**TASK TO COMPLETE:**
The records below are to be repeated in full, exactly as they are.

(DATA FOR REVIEW)

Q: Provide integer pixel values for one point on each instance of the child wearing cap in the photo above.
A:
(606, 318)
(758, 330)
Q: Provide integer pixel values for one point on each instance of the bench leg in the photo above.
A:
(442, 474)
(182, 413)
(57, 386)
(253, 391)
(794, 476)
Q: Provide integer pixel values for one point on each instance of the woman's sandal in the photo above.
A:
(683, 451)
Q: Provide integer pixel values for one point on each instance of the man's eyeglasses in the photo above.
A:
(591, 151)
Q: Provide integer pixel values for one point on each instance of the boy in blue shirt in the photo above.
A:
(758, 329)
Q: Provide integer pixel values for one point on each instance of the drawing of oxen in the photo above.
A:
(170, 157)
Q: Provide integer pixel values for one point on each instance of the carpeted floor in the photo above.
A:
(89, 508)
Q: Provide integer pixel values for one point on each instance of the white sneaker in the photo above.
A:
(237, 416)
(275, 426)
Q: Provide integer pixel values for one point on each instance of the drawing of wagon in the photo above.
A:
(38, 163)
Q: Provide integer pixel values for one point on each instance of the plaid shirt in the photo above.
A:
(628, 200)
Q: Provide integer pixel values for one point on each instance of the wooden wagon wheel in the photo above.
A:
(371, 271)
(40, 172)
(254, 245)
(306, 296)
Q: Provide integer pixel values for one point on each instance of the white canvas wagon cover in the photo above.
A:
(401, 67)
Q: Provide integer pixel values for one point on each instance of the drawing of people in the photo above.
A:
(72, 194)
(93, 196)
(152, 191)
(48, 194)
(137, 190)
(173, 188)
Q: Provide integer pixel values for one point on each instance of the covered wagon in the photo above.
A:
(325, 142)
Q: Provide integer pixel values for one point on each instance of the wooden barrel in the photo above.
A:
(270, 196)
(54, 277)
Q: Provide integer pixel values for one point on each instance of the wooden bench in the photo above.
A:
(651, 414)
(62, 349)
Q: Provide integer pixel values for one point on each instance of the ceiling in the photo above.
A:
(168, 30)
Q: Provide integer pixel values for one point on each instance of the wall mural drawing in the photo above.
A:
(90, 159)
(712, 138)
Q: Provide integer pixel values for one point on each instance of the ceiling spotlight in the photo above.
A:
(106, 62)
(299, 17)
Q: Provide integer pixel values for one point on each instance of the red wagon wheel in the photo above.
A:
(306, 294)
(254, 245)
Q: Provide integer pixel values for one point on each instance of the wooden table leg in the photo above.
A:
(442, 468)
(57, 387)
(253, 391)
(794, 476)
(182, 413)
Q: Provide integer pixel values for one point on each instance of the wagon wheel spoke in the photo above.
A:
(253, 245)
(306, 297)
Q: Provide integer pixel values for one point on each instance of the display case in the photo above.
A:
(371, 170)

(End DATA FOR REVIEW)

**SOLUTION FOR THIS TASK:**
Q: Provide integer pixel values for one point on each instance of the child wearing cap in the photo above.
A:
(606, 318)
(758, 330)
Q: Provide integer pixel values for one point on each instance of the bench leg in the photo above.
A:
(442, 474)
(182, 413)
(57, 386)
(253, 391)
(794, 476)
Q: Provide integer pixel values for one point on each instance of the woman's sandal in the photo above.
A:
(683, 451)
Q: Provide integer pixel values for one point on each instance of the man's eyeglasses in the photo above.
A:
(591, 151)
Q: Provide integer pixel values for one point on each instance of the boy in blue shirt in the photo above.
A:
(758, 329)
Q: Provide integer pixel values for one point on each instance of the drawing of oxen in the photo above.
A:
(170, 157)
Q: Provide integer pixel values for one point on each instance of the carpeted floor in the photo above.
A:
(89, 508)
Q: Provide integer pixel values for one point on each instance of the white sneaker in the photo above.
A:
(237, 416)
(275, 426)
Q: Provide integer pixel values for one point on each instance of the drawing of wagon in the photo above.
A:
(38, 163)
Q: Provide integer pixel values for one point on each instance of the plaid shirt in the photo above.
A:
(628, 200)
Q: Provide integer pixel values for one point on each instance of the wooden wagon wheel in the photo above.
A:
(371, 271)
(40, 172)
(254, 245)
(306, 296)
Q: Provide integer pixel values for one point on each instance of the white canvas wagon cover in the photo above.
A:
(401, 67)
Q: Provide integer pixel values for one point on each instance of the drawing of people in the photo above.
A:
(72, 194)
(93, 196)
(152, 191)
(48, 194)
(137, 190)
(173, 188)
Q: Provide integer pixel values for one point on each instance of the covered wagon in the photo above.
A:
(325, 142)
Q: Provide integer pixel values for one point on each instance of the wooden barrel in the photo above.
A:
(270, 196)
(54, 277)
Q: Provide integer pixel values for one point on each instance of the wooden bench in the photo above.
A:
(651, 414)
(62, 349)
Q: Provide integer pixel values for one point on each instance of the ceiling in the photo above.
A:
(168, 30)
Q: Provide integer pixel values for one point on each instance of the wall mural drawing in the photo above.
A:
(90, 159)
(712, 138)
Q: Provide integer pixel values for one point on each instance of the ceiling spotlight in the photo above.
A:
(106, 62)
(299, 17)
Q: Provide integer pixel values for one point on each instance of the red wagon wheel in the photo above.
A:
(306, 294)
(254, 245)
Q: Provide integer pixel values for one point on each instance of the wooden table leg in the photo above.
A:
(442, 468)
(57, 387)
(253, 391)
(794, 476)
(182, 413)
Q: Provide integer pixel values for one point on each instance of the wagon wheel spoke in the photo above.
A:
(253, 245)
(306, 297)
Q: Provide integer pixel values for one point on each instance of the display case in the photo above.
A:
(371, 170)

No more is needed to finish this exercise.